Problem to solve: Present the following data again exactly as it is shown.

## start Data section

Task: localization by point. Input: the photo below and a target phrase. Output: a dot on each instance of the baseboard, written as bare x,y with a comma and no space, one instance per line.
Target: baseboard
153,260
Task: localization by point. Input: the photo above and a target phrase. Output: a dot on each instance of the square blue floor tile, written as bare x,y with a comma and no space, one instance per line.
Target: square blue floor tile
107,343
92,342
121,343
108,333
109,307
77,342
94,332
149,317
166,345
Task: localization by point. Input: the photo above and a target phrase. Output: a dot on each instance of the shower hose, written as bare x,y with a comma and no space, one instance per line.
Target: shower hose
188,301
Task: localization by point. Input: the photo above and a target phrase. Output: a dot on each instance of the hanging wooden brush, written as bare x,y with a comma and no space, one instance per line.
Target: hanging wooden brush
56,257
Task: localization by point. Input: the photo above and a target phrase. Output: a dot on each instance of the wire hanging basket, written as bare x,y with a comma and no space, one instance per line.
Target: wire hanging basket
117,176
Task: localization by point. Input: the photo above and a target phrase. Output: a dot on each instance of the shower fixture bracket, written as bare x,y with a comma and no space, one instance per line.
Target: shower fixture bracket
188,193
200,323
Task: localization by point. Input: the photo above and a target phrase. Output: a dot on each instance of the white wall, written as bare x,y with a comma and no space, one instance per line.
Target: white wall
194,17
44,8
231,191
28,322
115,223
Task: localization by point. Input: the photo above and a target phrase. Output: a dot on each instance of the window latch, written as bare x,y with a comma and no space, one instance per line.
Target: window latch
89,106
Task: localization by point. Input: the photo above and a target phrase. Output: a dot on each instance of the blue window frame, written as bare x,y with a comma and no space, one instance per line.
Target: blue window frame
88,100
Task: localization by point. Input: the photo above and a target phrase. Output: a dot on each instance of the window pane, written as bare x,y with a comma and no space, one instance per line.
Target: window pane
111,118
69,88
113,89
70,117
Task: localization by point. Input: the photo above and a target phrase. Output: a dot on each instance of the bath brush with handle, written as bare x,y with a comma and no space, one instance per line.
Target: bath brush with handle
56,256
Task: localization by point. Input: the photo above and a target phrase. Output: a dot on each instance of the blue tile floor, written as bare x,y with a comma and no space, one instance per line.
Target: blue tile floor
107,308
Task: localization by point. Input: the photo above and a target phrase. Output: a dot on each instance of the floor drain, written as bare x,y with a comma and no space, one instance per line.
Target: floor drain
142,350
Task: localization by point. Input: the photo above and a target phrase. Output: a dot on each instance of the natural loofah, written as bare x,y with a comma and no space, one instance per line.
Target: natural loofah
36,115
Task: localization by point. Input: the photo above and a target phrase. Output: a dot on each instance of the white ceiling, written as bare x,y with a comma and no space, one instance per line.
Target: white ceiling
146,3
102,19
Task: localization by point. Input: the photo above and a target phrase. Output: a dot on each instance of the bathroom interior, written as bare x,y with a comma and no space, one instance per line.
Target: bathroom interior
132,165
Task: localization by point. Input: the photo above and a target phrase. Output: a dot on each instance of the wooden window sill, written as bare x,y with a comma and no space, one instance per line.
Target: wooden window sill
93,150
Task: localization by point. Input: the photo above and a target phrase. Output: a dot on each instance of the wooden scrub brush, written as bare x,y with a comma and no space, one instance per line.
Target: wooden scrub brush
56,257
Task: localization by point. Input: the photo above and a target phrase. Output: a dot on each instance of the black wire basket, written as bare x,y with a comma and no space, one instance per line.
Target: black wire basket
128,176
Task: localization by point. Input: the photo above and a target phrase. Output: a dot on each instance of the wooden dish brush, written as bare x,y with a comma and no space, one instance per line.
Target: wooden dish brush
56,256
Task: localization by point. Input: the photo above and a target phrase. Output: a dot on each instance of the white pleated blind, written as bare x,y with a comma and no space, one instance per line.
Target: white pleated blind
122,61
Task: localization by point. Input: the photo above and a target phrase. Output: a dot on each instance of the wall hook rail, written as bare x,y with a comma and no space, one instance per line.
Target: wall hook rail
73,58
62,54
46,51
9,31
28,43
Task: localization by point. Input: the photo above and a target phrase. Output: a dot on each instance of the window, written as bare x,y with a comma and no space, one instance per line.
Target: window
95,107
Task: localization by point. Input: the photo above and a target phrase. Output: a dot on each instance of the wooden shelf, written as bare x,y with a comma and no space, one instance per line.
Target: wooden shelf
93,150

## end Data section

Written answer:
Task: localization by point. Input: the photo below and a target phrase. Output: a dot on each instance of the baseboard, written as bare x,y with a comma and no space, one instance per line.
Target: baseboard
153,260
Task: localization by point. Input: the photo above and a target phrase. Output: a dot on each instance of the square blue floor tile, written as bare x,y with a comma and no space, one instance per line.
Target: square blue floor tile
107,343
92,342
121,343
108,333
109,307
77,342
94,332
149,317
166,345
Task: localization by point. Input: the photo above and a target phrase. Output: a dot on each instance of the shower hose, written as bare x,y with a comma and no space, one instance per line.
Target: shower hose
188,301
Task: localization by point. Input: the photo above and a target phrase. Output: a dot on each instance of the hanging wooden brush, written as bare x,y with a comma and no space, one instance per line.
Target: hanging wooden brush
56,257
Task: localization by point. Input: the photo above and a target phrase. Output: a dot on each instance of the wire hanging basket, written as bare x,y with a comma and no space, one instance per line.
Target: wire hanging basket
117,176
Task: localization by point. Input: the photo above and a target phrase. Output: a dot on each instance of the shower fixture bracket, written as bare x,y with a comma and no space, one instance per line.
Target: shower fixture bracket
188,193
200,323
Task: localization by point. Input: the photo above and a target phrase. Output: a dot on each instance of the white wall, written as bare x,y with a comma and no space, one instance per line.
Target: white wall
194,17
44,8
231,191
28,322
115,223
Task: localization by point. Input: the photo above and a target phrase. Output: a dot on each instance of the window latch, written as bare x,y with a comma and no space, one instance per line.
Target: window latch
89,106
Task: localization by point. Input: the photo above and a target phrase. Output: a dot on each instance of the blue window frame, written as bare x,y with a comma and no space, one instance per line.
Target: blue window frame
88,100
Task: localization by point. Input: the photo above and a target phrase. Output: a dot on each instance of the window pane, written as bare x,y with a comma and no space, one instance per line.
Target: window pane
111,118
69,88
113,89
70,117
Task: localization by point. Input: the photo above and a target phrase. Output: a dot on each instance of the bath brush with handle, written as bare x,y with a comma and no space, one instance per line.
Target: bath brush with handle
56,256
Task: localization by point. Input: the photo above and a target phrase. Output: a dot on each instance of the blue tile floor, written as bare x,y with a comma and no space, one instance per line.
Target: blue tile floor
107,308
Task: localization by point. Input: the photo above and a target phrase. Output: a dot on each instance of the floor drain, written as bare x,y with a comma and no space, one instance per line.
Target: floor drain
142,350
Task: localization by point. Input: the photo above and a target phrase. Output: a dot on each instance of the natural loofah, written as bare x,y with a comma and no space, one instance per line.
Target: natural loofah
36,115
Task: localization by point. Input: the photo above and a target phrase. Output: a dot on each instance of the white ceiling, written as bare x,y with a comma and no space, one instance per line.
Target: white ceiling
146,3
102,19
Task: localization by point. Input: the photo above and a target phrase. Output: a dot on each instance of the bathroom interior, written as bare x,y with a comma and no space, one instance per line.
Target: bathroom interior
132,165
Task: localization by point. Input: the photo above and a target phrase. Output: a dot on each instance of the wooden window sill, written as bare x,y with a comma and no space, one instance per line.
Target: wooden window sill
93,150
Task: localization by point. Input: the photo above and a target phrase. Output: a dot on each instance of the wooden scrub brush, written as bare x,y with a comma and no space, one instance per line.
Target: wooden scrub brush
56,257
Task: localization by point. Input: the photo above and a target phrase. Output: a dot on each instance of the black wire basket, written as bare x,y with a comma and no space, one instance per line.
Target: black wire basket
128,176
Task: localization by point. Input: the photo above and a target phrase. Output: a dot on each instance of the wooden dish brush, written as bare x,y with a comma and no space, one instance per line.
Target: wooden dish brush
56,256
Task: localization by point. Input: the photo above and a target phrase. Output: a dot on each instance of the white pleated blind, written as bare x,y with a comma and no space, one instance per line.
Target: white pleated blind
122,61
Task: localization by point. Input: the photo above and a target phrase. Output: a dot on each instance of the wall hook rail, written as bare x,y with a comma and no space, one instance per line.
Target: wall hook rail
73,58
62,54
46,51
9,31
28,43
Task: localization by point. Input: the photo above and a target phrase. Output: a dot on each instance of the window, written as bare x,y with a comma and no space, one instance per line.
Target: window
95,107
Task: localization by point. Input: the photo above and a target phrase. Output: a dot on each instance of the wooden shelf, written as bare x,y with a comma and no space, one instance per line.
Target: wooden shelf
93,150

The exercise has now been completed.